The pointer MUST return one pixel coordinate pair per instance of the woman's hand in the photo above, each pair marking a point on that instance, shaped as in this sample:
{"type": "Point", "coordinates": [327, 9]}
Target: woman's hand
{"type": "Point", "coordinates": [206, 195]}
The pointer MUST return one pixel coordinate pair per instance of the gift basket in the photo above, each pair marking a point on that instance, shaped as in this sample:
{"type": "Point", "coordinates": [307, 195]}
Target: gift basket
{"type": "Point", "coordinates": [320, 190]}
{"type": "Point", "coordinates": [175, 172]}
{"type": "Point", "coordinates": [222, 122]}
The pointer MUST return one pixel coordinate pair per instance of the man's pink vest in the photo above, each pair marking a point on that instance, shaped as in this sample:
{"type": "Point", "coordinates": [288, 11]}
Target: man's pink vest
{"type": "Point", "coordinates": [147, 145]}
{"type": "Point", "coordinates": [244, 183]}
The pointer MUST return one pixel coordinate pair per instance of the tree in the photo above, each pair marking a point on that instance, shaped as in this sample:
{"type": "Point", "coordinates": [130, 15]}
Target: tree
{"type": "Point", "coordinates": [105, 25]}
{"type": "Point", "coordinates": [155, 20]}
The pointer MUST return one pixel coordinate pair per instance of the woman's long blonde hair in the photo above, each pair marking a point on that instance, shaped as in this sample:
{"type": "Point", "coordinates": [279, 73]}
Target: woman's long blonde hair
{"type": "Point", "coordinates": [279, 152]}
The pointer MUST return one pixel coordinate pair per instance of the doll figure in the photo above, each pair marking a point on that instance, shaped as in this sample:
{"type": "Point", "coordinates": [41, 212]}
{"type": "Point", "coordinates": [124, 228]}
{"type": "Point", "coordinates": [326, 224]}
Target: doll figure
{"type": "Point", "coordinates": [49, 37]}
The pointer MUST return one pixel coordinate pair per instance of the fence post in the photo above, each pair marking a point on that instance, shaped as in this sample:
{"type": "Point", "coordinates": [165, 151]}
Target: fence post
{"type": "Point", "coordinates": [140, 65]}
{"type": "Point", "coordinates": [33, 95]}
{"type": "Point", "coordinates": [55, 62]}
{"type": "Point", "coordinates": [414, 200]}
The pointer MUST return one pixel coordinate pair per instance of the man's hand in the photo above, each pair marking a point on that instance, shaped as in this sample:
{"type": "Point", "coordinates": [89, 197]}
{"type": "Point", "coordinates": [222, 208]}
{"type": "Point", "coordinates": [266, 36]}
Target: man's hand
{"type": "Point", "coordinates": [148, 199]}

WHAT THE TASK ASKS —
All of the lines above need to be given again exactly.

EXERCISE SOLUTION —
The pointer MUST return one pixel coordinate pair per instance of the woman's hand in the photo above, each pair marking a point on that instance, shaped as in this sample:
{"type": "Point", "coordinates": [327, 9]}
Target: woman's hand
{"type": "Point", "coordinates": [206, 195]}
The pointer MUST return one pixel coordinate pair per instance of the gift basket in the photo above, each pair marking a point on that instance, shaped as in this sample:
{"type": "Point", "coordinates": [307, 195]}
Target: gift basket
{"type": "Point", "coordinates": [320, 190]}
{"type": "Point", "coordinates": [175, 172]}
{"type": "Point", "coordinates": [222, 122]}
The pointer MUST return one pixel coordinate pair per instance of the man's pink vest in the photo above, each pair marking a point on that instance, shaped as in this sample:
{"type": "Point", "coordinates": [288, 11]}
Target: man's pink vest
{"type": "Point", "coordinates": [147, 145]}
{"type": "Point", "coordinates": [244, 183]}
The pointer MUST return one pixel coordinate pair per instance of the tree in the photo above, each pair marking a point on that instance, shaped as in this sample:
{"type": "Point", "coordinates": [130, 15]}
Target: tree
{"type": "Point", "coordinates": [105, 25]}
{"type": "Point", "coordinates": [155, 20]}
The pointer MUST return one pixel coordinate pair per instance of the woman's long blonde hair in the photo above, each pair marking a point on that instance, shaped as in this sample:
{"type": "Point", "coordinates": [279, 73]}
Target: woman's long blonde hair
{"type": "Point", "coordinates": [279, 152]}
The pointer MUST return one pixel coordinate pair per instance of the doll figure in the photo above, each pair marking a point on that instance, shaped as in this sample:
{"type": "Point", "coordinates": [41, 212]}
{"type": "Point", "coordinates": [124, 228]}
{"type": "Point", "coordinates": [326, 224]}
Target: doll figure
{"type": "Point", "coordinates": [49, 37]}
The pointer MUST return one pixel coordinate pair per instance of the fence post in the photo above, each pair marking a point on that instance, shaped as in this sample:
{"type": "Point", "coordinates": [165, 151]}
Target: fence post
{"type": "Point", "coordinates": [140, 65]}
{"type": "Point", "coordinates": [33, 95]}
{"type": "Point", "coordinates": [55, 62]}
{"type": "Point", "coordinates": [414, 200]}
The pointer MUST return one pixel coordinate pair per instance of the man's hand in the photo above, each pair marking a point on that instance, shaped as in this sample:
{"type": "Point", "coordinates": [89, 197]}
{"type": "Point", "coordinates": [222, 208]}
{"type": "Point", "coordinates": [266, 36]}
Target: man's hand
{"type": "Point", "coordinates": [148, 199]}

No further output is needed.